_REQUIRED ACTIONS_:
A: According to the passage, who co-authored the Green New Deal Report on behalf of PRIME?
B: State whether each of the following statements agrees with the passage: (i) The Green New Deal Report was published on 20 September 2019. (ii) The accompanying Bill was tabled by two Green Party MPs. (iii) The passage describes momentum for a Green New Deal as growing worldwide.
C: Extract the portion of the passage from "Policy Research in" to "heat our homes.".

##### PASSAGE #####

Policy Research in Macroeconomics

Transforming an economic system that threatens earth’s life support systems.

Transforming an economic system that threatens earth's life support systems.

This is an excerpt from a Green New Deal Report published today, 20th September, 2019 – the day children and their supporters around the world demanded urgent action on the climate emergency. The Green New Deal Report is co-authored by PRIME’s director, Ann Pettifor, and accompanies the publication of Bill tabled in parliament by Caroline Lucas MP (Green Party) and Clive Lewis MP (Labour Party).

Momentum is growing worldwide for a comprehensive Green New Deal that will transform our economy, society, and almost every aspect of life in Britain: from the way we produce and consume energy, grow the food we eat, travel, work, and cool and heat our homes.

An economic system that has driven us to disaster.

##### ENTRIES #####

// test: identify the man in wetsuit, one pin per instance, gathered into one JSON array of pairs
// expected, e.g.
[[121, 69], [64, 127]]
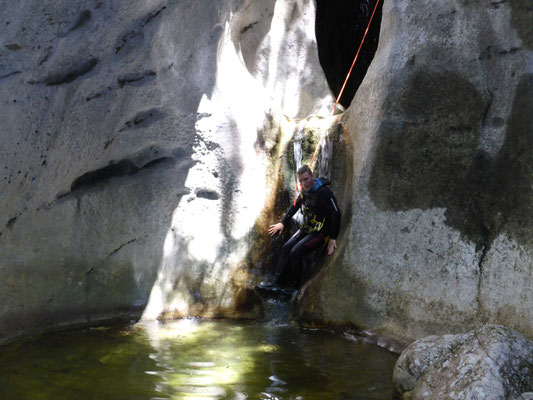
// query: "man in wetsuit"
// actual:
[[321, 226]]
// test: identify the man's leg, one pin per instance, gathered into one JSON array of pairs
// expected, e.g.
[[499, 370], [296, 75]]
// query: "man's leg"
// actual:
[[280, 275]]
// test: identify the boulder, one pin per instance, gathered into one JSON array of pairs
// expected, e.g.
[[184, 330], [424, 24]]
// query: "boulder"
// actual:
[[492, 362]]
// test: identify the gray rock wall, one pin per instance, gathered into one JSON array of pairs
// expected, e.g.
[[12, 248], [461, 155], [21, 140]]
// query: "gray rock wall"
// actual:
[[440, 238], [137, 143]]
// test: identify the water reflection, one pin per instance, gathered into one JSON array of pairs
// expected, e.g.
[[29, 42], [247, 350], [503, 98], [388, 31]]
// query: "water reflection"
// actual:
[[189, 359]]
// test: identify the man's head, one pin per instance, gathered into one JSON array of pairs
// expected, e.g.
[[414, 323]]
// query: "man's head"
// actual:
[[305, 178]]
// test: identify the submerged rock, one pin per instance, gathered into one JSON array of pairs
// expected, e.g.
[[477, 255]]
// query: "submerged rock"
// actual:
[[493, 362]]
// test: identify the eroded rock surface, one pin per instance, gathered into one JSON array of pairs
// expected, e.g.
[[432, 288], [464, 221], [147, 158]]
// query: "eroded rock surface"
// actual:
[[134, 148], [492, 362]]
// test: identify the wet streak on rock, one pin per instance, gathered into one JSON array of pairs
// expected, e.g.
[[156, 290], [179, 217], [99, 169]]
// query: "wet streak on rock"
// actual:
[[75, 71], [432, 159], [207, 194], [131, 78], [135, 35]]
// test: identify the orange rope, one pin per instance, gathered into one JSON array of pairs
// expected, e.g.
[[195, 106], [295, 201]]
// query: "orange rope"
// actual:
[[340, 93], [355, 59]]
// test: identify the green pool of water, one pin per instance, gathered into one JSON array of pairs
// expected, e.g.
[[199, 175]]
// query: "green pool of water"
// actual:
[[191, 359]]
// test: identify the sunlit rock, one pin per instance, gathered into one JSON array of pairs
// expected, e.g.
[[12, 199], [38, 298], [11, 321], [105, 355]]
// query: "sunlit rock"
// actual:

#####

_ANSWERS TO THE EXERCISE_:
A: PRIME's director, Ann Pettifor.

B:
(i) Yes: "published today, 20th September, 2019"
(ii) No: "Caroline Lucas MP (Green Party) and Clive Lewis MP (Labour Party)"
(iii) Yes: "Momentum is growing worldwide for a comprehensive Green New Deal"

C:
Policy Research in Macroeconomics

Transforming an economic system that threatens earth’s life support systems.

Transforming an economic system that threatens earth's life support systems.

This is an excerpt from a Green New Deal Report published today, 20th September, 2019 – the day children and their supporters around the world demanded urgent action on the climate emergency. The Green New Deal Report is co-authored by PRIME’s director, Ann Pettifor, and accompanies the publication of Bill tabled in parliament by Caroline Lucas MP (Green Party) and Clive Lewis MP (Labour Party).

Momentum is growing worldwide for a comprehensive Green New Deal that will transform our economy, society, and almost every aspect of life in Britain: from the way we produce and consume energy, grow the food we eat, travel, work, and cool and heat our homes.